*Text shown*.
A variety of different value functions are used in experimental design~\cite{pukelsheim2006optimal}; almost all make use of the covariance $(\T{X_S}X_S)^{-1}$ of the estimator $\hat{\beta}$. A value function preferred because of its relationship to entropy is the \emph{$D$-optimality criterion}: %which yields the following optimization problem
\begin{align}
 V(S) &= \frac{1}{2}\log\det \T{X_S}X_S \label{dcrit} %\\
\end{align}
As $\hat{\beta}$ is a multidimensional normal random variable, the
$D$-optimality criterion is equal (up to a constant) to the negative of the
entropy of $\hat{\beta}$. Hence, selecting a set of experiments $S$ that
maximizes $V(S)$ is equivalent to finding the set of experiments that minimizes
the uncertainty on $\beta$, as captured by the entropy of its estimator.

%As discussed in the next section, in this paper, we work with a modified measure of information function, namely 
%\begin{align}
%V(S) & = \frac{1}{2} \log\det \left(I + \T{X_S}X_S\right)
%\end{align}
%There are several  reasons

 Value function \eqref{dcrit} is undefined when $\mathrm{rank}(\T{X_S}X_S)<d$; in this case, we take $V(S)=-\infty$ (so that $V$ takes values in the extended reals).
Note that \eqref{dcrit} is a submodular set function, \emph{i.e.}, 
$V(S)+V(T)\geq V(S\cup T)+V(S\cap T)$ for all $S,T\subseteq \mathcal{N}$; it is also monotone, \emph{i.e.}, $V(S)\leq V(T)$ for all $S\subset T$. %In addition, the maximization of convex relaxations of this function is a  well-studied problem \cite{boyd}.

\subsection{Budget Feasible Reverse Auctions}
A \emph{budget feasible reverse auction}
\cite{singer-mechanisms} comprises a set of items $\mathcal{N}=\{1,\ldots,n\}$ as well as a single buyer. Each item has a cost $c_i\in\reals_+$. Moreover, the buyer has a positive value function  $V:2^{\mathcal{N}}\to \reals_+$, as well as a budget $B\in \reals_+$. In the \emph{full information case}, the costs $c_i$ are common
knowledge; the objective of the buyer in this context is to select a set $S$
maximizing the value $V(S)$ subject to the constraint $\sum_{i\in S} c_i\leq
B$.We write:
\begin{equation}\label{eq:non-strategic}
    OPT(V,\mathcal{N}, B) = \max_{S\subseteq\mathcal{N}} \left\{V(S) \mid
    \sum_{i\in S}c_i\leq B\right\}
\end{equation}
for the optimal value achievable in the full-information case. \stratis{Should be $OPT(V,c,B)$\ldots better drop the arguments here and introduce them wherever necessary.}

In the \emph{strategic case}, each items in $\mathcal{N}$ is held by a different strategic agent, whose cost is a-priori private.

Labeled region records

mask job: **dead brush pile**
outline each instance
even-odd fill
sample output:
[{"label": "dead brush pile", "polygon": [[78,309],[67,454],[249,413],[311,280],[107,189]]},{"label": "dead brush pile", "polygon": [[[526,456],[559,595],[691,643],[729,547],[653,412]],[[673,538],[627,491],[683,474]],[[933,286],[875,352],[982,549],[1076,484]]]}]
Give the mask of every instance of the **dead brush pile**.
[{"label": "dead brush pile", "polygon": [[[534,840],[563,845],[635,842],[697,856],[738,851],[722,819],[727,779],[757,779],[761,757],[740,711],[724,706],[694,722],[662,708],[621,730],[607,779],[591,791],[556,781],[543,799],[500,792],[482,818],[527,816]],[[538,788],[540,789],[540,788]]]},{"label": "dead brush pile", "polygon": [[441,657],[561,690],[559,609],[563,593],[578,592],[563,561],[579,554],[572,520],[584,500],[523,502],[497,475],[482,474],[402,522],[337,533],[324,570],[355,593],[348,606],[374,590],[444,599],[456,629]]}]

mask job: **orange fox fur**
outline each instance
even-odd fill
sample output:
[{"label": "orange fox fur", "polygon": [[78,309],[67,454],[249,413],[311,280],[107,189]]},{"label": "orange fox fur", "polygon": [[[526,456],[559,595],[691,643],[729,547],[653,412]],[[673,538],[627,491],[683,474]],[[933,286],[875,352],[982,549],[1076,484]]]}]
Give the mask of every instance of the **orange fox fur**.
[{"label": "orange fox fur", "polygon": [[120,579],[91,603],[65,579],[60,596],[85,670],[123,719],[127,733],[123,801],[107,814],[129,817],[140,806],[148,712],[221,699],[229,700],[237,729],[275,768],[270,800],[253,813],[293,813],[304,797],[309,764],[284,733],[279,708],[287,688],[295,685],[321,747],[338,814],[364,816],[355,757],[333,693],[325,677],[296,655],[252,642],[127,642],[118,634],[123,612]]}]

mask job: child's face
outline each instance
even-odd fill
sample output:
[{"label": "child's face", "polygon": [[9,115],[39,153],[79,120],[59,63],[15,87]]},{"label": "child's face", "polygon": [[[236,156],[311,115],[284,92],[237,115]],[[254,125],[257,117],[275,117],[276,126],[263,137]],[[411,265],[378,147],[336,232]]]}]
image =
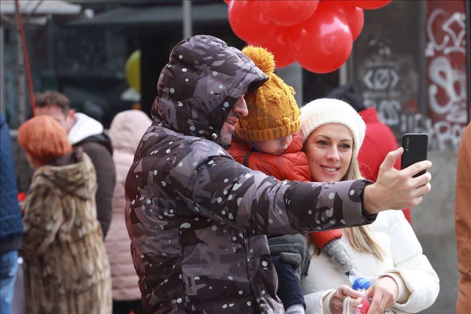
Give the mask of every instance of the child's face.
[{"label": "child's face", "polygon": [[261,152],[277,155],[284,152],[292,141],[293,135],[290,135],[265,141],[253,141],[252,144]]},{"label": "child's face", "polygon": [[352,160],[353,147],[353,136],[343,124],[329,123],[314,130],[304,144],[313,181],[342,180]]}]

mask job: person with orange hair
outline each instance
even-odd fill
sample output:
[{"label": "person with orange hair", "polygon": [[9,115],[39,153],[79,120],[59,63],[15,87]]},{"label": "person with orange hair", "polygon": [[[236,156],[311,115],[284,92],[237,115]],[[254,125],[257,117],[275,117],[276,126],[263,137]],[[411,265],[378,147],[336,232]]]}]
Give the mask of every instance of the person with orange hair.
[{"label": "person with orange hair", "polygon": [[46,116],[22,124],[18,140],[35,170],[20,250],[27,313],[111,313],[110,265],[90,158]]}]

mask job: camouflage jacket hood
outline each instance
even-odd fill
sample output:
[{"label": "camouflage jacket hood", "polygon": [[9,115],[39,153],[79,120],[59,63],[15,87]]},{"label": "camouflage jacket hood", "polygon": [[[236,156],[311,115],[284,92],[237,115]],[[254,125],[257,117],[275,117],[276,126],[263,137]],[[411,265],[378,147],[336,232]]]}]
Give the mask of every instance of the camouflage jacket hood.
[{"label": "camouflage jacket hood", "polygon": [[209,36],[180,42],[168,65],[125,183],[126,225],[144,307],[283,313],[265,235],[371,222],[360,197],[367,182],[280,182],[244,167],[208,140],[264,75]]},{"label": "camouflage jacket hood", "polygon": [[172,51],[152,116],[165,127],[213,140],[245,90],[250,93],[268,79],[238,49],[212,36],[194,36]]}]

*Stated task 1*.
Answer these questions about the passage on experimental design and auctions:
(a) What value is given to V(S) when the rank of the matrix is less than d?
(b) In the full information case, what is said about the costs?
(c) In the strategic case, who holds each item?
*Stated task 2*.
Going by the passage on experimental design and auctions, list everything a budget feasible reverse auction includes: what it comprises, what each item has, and what the buyer has.
*Stated task 3*.
Write the next few sentences of the passage on experimental design and auctions, starting after its last sentence.

*Output 1*.
(a) V(S) is taken to be negative infinity.
(b) The costs are common knowledge.
(c) Each item is held by a different strategic agent, whose cost is a-priori private.

*Output 2*.
- A set of items N = {1, …, n}
- A single buyer
- A cost c_i for each item
- The buyer's positive value function V
- The buyer's budget B

*Output 3*.
A \emph{mechanism} $\mathcal{M} = (f,p)$ comprises (a) an \emph{allocation function}
$f:\reals_+^n \to 2^\mathcal{N}$ and (b) a \emph{payment function}
$p:\reals_+^n\to \reals_+^n$. Given the
vector or costs $c=[c_i]_{i\in\mathcal{N}}$, the allocation function $f$ determines the set in
$ \mathcal{N}$ of items to be purchased, while the payment function
returns a vector of payments $[p_i]_{i\in \mathcal{N}}$. Let $s_i(c) = \id_{i\in f_i(c)}$ be the binary indicator of  $i\in f(c)$. As in
\cite{singer-mechanisms, chen}, we study mechanisms that are normalized
($i\notin f(c)$ implies $p_i(c)=0$), individually rational ($p_i(c)\geq c_i\cdot s_i(c)$) and have
no positive transfers ($p_i(c)\geq 0$). 

In addition to the above, mechanism design in budget feasible reverse auctions seeks mechanisms that have the following properties \cite{singer-mechanisms,chen}:
\begin{itemize}
    \item \emph{Truthfulness.} An agent has no incentive to missreport her true cost. Formally, let $c_{-i}$
 be a vector of costs of all agents except $i$. %    $c_{-i}$ being the same). Let $[p_i']_{i\in \mathcal{N}} = p(c_i',
%    c_{-i})$, then the 
A mechanism is truthful iff  every $i \in \mathcal{N}$ and every two cost vectors $(c_i,c_{-i})$ and $(c_i',c_{-i})$
 $p_i(c_i,c_{-i}) - s_i(c_i,c_{-i})\cdot c_i \geq p_i(c_i',c_{-i}) - s(c_i',c_{-i})\cdot c_i$.
    \item \emph{Budget Feasibility.} The sum of the payments should not exceed the
    budget constraint:
    \begin{displaymath}
        \sum_{i\in\mathcal{N}} p_i \leq B.
    \end{displaymath}
    \item \emph{Approximation ratio.} The value of the allocated set should not
    be too far from the optimum value of the full information case
    \eqref{eq:non-strategic}. Formally, there must exist some $\alpha\geq 1$
    such that:
    \begin{displaymath}
        OPT(V,\mathcal{N}, B) \leq \alpha V(S).
    \end{displaymath}
    The approximation ratio captures the \emph{price of truthfulness}, \emph{i.e.},  the relative value loss incurred by adding the truthfulness constraint. % to the value function maximization.
    \item \emph{Computationally efficient.} The allocation and payment function
    should be computable in polynomial time in the number of
    agents $n$. %\thibaut{Should we say something about the black-box model for $V$?  Needed to say something in general, but not in our case where the value function can be computed in polynomial time}.
\end{itemize}

As noted in \cite{singer-mechanisms, chen}, budget feasible reverse auctions are  \emph{single parameter} auctions: each agent has only one
private value. In this case, Myerson's Theorem \cite{myerson} gives
a characterization of truthful mechanisms.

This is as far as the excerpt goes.